- _WORK TO DO_
The line containing "If you could point to the tan" and every line after it, through the last, are to be extracted exactly; no other lines belong in the answer.
Start of DATA SUPPLIED
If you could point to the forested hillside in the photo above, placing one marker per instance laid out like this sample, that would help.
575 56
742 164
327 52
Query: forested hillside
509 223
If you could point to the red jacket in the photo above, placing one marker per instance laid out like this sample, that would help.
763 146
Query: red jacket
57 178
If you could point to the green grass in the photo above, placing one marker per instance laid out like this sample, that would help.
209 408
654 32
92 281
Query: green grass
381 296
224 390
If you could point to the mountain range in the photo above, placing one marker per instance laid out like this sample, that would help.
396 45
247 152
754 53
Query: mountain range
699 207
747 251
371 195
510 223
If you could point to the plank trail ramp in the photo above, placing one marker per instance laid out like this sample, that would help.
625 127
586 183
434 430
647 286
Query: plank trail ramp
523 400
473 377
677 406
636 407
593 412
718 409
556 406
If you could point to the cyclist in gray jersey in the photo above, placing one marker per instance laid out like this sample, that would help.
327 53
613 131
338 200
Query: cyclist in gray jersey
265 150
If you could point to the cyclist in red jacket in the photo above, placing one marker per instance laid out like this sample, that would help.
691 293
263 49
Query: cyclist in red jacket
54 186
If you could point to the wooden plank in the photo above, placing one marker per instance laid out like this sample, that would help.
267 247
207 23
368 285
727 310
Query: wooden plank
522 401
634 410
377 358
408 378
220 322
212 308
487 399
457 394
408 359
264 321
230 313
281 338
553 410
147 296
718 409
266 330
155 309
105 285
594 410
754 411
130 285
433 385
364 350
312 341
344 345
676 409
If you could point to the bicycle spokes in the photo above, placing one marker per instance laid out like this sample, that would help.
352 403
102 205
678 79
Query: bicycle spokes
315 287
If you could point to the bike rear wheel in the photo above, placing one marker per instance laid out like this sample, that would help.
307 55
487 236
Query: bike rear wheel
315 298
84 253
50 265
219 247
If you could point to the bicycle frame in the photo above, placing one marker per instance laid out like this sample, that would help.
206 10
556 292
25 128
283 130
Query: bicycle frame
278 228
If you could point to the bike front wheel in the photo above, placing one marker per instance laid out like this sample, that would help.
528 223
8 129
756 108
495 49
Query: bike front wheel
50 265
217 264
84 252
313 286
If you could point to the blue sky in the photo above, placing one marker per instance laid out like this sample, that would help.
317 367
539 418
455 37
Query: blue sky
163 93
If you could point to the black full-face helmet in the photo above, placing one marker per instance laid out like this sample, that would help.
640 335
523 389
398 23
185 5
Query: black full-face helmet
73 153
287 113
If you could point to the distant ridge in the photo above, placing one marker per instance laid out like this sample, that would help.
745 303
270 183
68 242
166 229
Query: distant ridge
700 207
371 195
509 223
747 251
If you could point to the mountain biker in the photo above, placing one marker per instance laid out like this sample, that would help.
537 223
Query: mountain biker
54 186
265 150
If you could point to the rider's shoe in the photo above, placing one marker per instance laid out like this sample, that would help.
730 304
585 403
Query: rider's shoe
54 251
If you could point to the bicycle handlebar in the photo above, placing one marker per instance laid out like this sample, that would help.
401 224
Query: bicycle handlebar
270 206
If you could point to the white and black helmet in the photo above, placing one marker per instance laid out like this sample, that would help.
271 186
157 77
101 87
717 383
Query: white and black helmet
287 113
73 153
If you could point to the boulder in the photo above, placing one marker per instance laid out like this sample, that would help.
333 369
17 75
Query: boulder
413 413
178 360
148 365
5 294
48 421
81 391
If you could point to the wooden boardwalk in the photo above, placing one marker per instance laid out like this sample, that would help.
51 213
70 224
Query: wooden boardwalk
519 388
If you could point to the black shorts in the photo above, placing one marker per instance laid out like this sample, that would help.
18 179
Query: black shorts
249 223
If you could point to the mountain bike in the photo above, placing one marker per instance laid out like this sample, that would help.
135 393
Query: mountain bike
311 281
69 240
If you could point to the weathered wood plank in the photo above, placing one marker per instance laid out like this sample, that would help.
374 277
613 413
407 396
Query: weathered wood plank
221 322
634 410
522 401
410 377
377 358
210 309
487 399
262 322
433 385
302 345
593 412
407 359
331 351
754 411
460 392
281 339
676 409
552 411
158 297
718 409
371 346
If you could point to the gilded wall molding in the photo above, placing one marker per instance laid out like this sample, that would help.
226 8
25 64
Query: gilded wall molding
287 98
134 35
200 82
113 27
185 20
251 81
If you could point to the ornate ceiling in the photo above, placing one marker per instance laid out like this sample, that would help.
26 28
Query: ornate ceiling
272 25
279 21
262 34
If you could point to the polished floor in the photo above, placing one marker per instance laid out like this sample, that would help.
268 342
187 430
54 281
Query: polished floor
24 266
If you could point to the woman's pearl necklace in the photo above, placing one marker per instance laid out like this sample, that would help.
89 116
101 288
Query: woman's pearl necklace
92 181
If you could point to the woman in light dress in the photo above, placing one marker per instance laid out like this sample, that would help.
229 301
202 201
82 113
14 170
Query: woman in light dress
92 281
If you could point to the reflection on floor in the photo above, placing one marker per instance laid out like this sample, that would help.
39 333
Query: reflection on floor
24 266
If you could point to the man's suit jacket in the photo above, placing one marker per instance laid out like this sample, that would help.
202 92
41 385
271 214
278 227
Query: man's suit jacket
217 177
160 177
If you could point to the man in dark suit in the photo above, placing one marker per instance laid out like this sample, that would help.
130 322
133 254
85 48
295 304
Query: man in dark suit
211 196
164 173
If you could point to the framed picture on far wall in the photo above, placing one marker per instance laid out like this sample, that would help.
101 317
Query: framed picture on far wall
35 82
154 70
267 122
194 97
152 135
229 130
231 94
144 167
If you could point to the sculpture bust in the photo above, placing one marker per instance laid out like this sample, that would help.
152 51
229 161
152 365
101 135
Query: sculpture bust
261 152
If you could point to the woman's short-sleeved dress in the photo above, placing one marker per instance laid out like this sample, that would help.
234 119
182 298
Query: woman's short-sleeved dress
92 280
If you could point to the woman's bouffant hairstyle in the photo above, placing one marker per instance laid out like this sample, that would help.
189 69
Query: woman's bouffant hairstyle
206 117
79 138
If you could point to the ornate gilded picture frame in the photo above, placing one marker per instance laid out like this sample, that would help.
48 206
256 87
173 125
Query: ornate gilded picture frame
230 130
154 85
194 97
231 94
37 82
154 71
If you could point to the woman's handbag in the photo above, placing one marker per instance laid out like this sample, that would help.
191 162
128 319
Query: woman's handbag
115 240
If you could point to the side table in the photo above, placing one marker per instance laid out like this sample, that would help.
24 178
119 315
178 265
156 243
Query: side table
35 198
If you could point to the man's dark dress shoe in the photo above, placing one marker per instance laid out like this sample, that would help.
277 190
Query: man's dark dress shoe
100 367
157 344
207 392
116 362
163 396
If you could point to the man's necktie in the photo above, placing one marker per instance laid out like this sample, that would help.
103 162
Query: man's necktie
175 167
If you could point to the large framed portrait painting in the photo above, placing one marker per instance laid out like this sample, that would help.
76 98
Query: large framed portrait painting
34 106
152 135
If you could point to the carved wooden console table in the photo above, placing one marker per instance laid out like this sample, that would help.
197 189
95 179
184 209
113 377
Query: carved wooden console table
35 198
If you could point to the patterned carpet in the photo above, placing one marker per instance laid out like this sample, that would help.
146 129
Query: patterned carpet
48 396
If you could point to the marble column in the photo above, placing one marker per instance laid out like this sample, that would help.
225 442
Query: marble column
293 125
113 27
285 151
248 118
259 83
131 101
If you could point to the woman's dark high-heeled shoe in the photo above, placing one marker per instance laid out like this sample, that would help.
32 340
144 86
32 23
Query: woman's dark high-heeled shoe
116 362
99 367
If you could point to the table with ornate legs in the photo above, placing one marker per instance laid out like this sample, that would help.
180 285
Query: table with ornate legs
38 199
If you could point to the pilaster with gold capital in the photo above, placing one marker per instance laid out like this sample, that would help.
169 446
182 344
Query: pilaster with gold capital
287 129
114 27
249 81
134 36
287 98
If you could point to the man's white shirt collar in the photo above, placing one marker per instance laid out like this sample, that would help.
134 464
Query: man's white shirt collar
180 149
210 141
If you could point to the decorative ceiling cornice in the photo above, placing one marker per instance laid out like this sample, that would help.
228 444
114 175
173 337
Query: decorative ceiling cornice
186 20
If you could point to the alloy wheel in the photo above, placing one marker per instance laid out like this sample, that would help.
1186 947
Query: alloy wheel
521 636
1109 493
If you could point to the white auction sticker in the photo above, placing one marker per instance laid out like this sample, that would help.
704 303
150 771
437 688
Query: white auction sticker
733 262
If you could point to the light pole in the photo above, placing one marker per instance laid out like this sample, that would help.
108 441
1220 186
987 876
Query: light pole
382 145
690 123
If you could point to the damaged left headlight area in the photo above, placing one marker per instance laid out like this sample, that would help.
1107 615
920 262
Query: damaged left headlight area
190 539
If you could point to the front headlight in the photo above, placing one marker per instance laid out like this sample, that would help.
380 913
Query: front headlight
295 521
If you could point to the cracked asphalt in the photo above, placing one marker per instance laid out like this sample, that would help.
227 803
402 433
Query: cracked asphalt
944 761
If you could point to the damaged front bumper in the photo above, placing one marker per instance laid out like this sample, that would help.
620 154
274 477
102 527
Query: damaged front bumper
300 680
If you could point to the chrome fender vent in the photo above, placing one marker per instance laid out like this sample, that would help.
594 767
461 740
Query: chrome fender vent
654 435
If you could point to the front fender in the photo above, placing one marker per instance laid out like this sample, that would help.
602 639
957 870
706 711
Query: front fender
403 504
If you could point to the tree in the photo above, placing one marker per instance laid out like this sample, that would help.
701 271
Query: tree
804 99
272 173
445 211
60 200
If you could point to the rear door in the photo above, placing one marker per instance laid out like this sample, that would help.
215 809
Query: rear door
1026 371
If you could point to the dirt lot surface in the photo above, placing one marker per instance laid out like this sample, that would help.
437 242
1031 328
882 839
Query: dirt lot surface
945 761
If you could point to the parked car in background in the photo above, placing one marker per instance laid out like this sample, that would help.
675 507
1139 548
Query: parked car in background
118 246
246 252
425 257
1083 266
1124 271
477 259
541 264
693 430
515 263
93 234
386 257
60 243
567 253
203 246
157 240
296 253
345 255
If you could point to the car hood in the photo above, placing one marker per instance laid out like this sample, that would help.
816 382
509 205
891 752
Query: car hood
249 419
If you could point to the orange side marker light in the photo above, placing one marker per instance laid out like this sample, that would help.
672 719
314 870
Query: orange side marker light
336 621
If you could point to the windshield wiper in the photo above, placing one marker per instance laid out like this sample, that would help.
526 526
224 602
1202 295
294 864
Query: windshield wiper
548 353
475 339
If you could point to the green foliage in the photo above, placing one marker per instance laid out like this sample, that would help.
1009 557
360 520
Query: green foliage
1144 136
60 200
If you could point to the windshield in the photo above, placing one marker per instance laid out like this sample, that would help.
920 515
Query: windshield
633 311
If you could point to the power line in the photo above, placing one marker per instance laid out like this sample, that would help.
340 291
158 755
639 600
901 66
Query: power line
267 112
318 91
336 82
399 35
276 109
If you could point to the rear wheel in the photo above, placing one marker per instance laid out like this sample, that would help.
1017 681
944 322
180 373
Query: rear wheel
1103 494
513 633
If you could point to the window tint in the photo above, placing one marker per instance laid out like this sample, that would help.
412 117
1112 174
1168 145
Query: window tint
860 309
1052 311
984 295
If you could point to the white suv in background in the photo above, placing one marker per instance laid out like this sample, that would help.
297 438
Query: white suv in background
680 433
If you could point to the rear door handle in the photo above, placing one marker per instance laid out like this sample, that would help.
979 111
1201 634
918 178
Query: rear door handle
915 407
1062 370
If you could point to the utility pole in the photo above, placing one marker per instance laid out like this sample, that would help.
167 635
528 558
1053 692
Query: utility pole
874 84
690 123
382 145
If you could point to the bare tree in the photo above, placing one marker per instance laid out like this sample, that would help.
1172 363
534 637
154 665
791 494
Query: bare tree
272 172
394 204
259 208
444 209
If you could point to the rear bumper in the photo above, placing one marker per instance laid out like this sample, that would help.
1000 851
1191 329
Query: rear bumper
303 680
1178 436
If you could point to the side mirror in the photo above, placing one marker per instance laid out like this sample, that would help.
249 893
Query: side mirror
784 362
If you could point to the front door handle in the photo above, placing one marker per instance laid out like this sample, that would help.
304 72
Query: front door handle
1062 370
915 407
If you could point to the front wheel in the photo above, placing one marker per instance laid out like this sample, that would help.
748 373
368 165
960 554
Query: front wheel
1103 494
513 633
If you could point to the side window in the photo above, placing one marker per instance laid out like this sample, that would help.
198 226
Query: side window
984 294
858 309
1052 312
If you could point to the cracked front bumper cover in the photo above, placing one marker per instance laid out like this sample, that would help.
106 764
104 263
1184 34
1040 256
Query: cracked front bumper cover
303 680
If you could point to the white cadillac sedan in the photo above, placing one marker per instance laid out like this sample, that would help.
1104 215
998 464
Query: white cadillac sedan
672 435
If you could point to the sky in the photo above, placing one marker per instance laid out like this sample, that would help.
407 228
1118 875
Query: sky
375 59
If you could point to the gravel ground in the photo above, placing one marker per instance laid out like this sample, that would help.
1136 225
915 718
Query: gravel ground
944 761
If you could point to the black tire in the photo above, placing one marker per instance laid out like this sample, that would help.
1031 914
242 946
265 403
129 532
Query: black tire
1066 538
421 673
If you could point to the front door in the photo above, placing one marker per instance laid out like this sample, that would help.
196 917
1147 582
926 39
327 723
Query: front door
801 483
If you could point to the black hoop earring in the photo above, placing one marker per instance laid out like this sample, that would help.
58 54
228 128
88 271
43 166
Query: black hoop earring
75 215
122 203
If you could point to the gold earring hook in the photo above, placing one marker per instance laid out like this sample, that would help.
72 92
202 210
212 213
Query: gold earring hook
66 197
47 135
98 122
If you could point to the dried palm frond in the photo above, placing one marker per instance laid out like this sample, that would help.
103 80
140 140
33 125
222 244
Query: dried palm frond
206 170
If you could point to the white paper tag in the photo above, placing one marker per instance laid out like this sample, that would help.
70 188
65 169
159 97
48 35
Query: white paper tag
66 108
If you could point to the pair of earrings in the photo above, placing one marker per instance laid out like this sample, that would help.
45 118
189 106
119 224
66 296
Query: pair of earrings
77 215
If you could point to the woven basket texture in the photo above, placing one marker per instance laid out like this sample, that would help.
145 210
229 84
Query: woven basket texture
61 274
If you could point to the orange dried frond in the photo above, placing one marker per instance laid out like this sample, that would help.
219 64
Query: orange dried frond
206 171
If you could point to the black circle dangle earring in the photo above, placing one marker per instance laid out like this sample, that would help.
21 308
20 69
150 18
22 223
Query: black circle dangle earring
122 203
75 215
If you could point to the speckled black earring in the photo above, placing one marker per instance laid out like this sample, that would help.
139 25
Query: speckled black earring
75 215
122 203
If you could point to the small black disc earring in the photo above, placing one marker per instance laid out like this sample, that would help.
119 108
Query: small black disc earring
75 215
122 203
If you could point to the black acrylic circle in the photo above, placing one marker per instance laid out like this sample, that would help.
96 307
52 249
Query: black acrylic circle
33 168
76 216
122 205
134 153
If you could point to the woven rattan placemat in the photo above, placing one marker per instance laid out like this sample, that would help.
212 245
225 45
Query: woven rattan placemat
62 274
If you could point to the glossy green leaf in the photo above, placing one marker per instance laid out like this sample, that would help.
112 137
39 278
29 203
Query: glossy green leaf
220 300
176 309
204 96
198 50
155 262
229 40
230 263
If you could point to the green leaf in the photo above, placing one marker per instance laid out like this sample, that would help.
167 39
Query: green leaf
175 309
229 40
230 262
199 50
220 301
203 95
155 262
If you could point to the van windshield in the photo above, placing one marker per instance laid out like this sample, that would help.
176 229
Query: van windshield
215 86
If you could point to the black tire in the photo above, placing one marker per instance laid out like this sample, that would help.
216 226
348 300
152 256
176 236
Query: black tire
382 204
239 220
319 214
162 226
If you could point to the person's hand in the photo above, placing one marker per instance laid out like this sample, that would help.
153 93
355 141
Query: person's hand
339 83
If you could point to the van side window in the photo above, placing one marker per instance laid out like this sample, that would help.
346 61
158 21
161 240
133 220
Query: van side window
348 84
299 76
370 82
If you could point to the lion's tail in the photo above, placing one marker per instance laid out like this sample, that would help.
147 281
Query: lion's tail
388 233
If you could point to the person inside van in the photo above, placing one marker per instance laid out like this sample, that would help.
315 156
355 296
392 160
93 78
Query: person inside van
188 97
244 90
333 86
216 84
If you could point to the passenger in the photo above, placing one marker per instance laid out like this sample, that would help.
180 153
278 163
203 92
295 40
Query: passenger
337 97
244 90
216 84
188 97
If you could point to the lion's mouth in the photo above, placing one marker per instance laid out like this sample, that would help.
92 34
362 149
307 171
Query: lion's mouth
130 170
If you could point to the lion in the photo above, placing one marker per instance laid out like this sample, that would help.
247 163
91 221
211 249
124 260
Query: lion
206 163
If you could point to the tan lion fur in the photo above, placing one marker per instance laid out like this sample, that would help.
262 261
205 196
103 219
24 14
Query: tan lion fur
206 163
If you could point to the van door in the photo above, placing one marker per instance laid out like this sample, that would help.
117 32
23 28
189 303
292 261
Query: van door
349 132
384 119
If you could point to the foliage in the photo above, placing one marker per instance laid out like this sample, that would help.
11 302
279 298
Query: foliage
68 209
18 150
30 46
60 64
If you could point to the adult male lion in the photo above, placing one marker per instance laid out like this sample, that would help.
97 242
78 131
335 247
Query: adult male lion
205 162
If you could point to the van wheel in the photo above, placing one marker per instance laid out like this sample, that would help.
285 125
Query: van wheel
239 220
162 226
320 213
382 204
End of DATA SUPPLIED
- _RESULT OF THIS TASK_
If you could point to the tan lion fur in the photo above, placing one marker per instance laid out like this sample, that would help.
262 261
205 196
103 219
24 14
Query: tan lion fur
206 163
If you could point to the van door in the photo above, placing one marker per instance laid out like this sample, that would help.
117 32
23 28
189 303
292 261
Query: van door
349 132
384 119
If you could point to the foliage in the photo above, placing one marker per instance laid out like this sample, that would help.
11 302
279 298
Query: foliage
68 209
18 150
30 46
60 64
If you could point to the adult male lion in the photo above, placing one marker per instance laid out like this sample, that would help.
97 242
78 131
335 247
Query: adult male lion
205 162
If you could point to the van wheel in the photo above, placing one marker per instance laid out like this sample, that would help.
285 125
Query: van wheel
239 220
162 226
320 213
382 204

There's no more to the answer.